▼

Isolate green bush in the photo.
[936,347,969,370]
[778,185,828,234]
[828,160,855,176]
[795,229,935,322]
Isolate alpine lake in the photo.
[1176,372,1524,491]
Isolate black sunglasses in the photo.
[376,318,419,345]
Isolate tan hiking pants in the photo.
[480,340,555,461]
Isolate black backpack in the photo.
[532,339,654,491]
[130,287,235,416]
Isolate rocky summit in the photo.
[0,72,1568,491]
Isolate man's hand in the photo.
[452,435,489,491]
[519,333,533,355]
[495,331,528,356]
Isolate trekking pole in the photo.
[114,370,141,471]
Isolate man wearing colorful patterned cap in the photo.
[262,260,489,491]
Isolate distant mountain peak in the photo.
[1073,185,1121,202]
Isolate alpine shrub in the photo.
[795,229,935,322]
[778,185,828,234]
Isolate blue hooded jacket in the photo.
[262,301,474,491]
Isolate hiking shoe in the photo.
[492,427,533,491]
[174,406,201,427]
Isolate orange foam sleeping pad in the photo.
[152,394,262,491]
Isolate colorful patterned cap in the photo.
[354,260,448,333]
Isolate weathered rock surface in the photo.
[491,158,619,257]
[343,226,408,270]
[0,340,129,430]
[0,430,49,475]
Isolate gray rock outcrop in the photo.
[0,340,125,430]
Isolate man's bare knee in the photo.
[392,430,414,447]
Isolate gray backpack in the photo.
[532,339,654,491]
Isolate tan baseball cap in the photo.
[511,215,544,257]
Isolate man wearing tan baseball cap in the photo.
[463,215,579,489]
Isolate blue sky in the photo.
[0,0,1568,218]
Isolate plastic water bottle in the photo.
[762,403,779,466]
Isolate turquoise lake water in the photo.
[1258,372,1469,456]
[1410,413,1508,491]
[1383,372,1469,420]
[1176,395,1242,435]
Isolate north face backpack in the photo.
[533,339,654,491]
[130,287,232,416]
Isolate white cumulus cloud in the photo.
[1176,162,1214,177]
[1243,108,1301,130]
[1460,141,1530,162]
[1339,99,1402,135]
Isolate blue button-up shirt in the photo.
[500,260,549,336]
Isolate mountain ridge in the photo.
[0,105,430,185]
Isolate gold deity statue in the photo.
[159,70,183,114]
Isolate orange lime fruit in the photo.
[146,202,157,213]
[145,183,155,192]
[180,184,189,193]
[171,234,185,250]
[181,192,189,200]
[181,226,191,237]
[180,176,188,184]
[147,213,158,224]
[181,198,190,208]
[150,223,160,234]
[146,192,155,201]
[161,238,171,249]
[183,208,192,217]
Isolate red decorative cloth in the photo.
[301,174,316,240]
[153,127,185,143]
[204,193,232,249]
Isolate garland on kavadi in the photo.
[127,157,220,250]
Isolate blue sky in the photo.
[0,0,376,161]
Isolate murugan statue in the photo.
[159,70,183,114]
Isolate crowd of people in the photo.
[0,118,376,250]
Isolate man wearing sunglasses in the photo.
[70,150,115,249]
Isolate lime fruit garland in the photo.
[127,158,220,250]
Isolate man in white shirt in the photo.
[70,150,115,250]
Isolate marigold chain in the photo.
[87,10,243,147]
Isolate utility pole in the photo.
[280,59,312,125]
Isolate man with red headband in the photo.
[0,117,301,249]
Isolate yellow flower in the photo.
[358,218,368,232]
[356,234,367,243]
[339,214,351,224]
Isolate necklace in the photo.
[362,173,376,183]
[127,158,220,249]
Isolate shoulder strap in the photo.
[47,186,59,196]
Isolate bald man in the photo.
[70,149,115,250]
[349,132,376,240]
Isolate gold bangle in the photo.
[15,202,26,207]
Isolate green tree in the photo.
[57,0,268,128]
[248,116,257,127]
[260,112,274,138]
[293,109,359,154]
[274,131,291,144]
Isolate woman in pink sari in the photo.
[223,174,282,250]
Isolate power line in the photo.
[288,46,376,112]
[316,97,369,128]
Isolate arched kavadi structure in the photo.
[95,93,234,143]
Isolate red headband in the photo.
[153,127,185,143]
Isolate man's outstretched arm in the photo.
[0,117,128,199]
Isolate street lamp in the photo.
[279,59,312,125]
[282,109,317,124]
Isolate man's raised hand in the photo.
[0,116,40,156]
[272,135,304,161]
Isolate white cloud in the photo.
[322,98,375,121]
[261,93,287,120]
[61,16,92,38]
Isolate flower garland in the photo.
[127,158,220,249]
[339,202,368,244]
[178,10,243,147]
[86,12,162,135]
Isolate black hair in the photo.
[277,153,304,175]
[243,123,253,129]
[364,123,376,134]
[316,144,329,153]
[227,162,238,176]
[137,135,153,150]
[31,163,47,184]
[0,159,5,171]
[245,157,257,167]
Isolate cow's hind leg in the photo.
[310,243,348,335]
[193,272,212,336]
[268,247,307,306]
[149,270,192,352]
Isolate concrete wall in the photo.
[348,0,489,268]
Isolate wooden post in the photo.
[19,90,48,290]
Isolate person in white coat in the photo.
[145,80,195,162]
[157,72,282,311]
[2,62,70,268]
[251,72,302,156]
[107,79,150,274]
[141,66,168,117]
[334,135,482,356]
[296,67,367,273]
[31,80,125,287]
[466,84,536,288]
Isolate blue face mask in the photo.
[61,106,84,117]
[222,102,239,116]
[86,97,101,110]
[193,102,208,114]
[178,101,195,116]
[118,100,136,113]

▲

▶ Exercise directions: Could you arrange the entries above as a numbered list, starting with the line that contains "Isolate alpine lake in the photo." and continuing through the line that contains "[130,287,235,416]", with blank lines left out?

▶ Exercise answer:
1. Isolate alpine lake in the photo.
2. [1176,372,1524,491]
3. Isolate black sunglasses in the photo.
4. [376,318,419,345]
5. Isolate tan hiking pants in the photo.
6. [480,340,555,461]
7. Isolate black backpack in the photo.
8. [532,339,654,491]
9. [130,287,235,416]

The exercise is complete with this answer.